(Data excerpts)
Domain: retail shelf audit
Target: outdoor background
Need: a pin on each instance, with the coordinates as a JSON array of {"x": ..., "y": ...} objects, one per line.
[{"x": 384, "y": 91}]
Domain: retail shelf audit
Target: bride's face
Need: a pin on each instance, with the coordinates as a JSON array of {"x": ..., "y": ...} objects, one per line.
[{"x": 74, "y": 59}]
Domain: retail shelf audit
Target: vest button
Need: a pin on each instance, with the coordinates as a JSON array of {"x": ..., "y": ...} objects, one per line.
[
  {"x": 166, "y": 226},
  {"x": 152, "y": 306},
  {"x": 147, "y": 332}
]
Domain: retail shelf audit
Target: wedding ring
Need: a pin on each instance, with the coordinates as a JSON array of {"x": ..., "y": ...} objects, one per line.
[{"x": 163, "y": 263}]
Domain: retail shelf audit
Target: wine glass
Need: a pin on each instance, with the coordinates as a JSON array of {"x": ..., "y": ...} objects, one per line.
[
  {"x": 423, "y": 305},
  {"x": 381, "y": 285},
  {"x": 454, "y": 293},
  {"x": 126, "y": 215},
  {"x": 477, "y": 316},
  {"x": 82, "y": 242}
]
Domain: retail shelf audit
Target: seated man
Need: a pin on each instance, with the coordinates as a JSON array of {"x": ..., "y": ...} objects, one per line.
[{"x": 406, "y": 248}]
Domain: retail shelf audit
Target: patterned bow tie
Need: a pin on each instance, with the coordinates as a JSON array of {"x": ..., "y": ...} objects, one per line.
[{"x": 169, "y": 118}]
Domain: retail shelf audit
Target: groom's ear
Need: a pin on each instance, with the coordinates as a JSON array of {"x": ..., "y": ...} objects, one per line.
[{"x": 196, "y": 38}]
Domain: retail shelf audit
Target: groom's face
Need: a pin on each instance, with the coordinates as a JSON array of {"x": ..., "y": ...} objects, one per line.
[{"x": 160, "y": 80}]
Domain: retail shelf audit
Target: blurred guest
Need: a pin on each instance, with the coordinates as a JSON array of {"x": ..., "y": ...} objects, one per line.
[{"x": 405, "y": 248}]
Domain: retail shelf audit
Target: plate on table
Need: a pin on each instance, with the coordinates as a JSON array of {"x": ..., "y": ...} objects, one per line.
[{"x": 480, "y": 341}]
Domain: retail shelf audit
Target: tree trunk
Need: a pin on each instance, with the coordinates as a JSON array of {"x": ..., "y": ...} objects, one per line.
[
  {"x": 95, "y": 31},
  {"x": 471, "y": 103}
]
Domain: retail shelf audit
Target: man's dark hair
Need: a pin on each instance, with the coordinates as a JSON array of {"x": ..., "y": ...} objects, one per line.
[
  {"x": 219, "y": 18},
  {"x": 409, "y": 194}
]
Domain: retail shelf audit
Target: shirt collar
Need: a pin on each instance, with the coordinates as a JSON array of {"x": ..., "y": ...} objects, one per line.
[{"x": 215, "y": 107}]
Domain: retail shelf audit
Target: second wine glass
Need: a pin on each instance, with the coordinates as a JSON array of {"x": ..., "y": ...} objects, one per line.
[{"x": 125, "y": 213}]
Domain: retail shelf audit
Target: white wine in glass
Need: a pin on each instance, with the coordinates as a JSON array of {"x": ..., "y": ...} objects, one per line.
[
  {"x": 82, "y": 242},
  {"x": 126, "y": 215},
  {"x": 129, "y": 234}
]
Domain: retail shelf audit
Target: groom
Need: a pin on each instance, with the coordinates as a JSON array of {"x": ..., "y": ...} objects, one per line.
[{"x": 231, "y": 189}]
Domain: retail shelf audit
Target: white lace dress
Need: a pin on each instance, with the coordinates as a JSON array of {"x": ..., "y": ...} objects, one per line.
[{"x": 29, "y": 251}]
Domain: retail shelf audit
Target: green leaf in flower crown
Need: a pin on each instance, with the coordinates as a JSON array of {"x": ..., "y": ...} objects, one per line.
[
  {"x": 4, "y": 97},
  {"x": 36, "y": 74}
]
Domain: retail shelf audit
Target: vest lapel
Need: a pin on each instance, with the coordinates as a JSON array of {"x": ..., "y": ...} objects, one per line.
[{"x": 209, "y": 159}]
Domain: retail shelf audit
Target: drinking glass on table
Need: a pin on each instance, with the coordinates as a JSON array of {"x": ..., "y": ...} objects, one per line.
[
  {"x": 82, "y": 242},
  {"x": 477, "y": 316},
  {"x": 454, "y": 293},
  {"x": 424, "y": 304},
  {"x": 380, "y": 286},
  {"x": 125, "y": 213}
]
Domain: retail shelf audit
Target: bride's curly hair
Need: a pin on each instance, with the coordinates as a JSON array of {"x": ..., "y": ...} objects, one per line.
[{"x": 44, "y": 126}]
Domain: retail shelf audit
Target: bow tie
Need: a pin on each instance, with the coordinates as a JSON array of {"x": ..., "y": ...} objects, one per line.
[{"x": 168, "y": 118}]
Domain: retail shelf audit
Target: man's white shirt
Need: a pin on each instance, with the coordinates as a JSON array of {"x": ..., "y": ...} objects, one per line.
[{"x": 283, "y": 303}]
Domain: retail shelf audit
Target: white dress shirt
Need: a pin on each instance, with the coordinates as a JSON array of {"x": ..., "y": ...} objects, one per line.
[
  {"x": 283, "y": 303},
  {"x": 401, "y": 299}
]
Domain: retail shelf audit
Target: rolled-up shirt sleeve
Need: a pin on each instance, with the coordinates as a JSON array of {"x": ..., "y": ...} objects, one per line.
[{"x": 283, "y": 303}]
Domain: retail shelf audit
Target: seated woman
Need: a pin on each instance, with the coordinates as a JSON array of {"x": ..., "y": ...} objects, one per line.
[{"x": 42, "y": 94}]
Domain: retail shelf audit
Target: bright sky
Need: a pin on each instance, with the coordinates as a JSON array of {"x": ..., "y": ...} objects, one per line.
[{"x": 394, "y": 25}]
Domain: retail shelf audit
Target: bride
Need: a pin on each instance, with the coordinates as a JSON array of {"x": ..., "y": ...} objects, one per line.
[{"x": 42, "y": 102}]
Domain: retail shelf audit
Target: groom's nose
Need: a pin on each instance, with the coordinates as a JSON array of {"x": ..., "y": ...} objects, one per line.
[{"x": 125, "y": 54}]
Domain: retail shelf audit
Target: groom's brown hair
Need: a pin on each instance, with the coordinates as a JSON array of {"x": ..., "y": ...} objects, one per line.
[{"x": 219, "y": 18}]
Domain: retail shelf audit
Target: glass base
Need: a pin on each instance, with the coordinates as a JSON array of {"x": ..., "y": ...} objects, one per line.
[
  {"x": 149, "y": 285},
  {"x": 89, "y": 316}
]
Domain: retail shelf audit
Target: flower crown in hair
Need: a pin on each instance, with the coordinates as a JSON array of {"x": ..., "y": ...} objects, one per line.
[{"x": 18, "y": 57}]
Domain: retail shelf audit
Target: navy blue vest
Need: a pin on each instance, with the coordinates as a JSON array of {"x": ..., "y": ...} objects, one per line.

| WHAT IS EXPECTED |
Copy every line where the word "face" is present in the entries above.

| RESPONSE BELOW |
Target: bride's face
Target: groom's face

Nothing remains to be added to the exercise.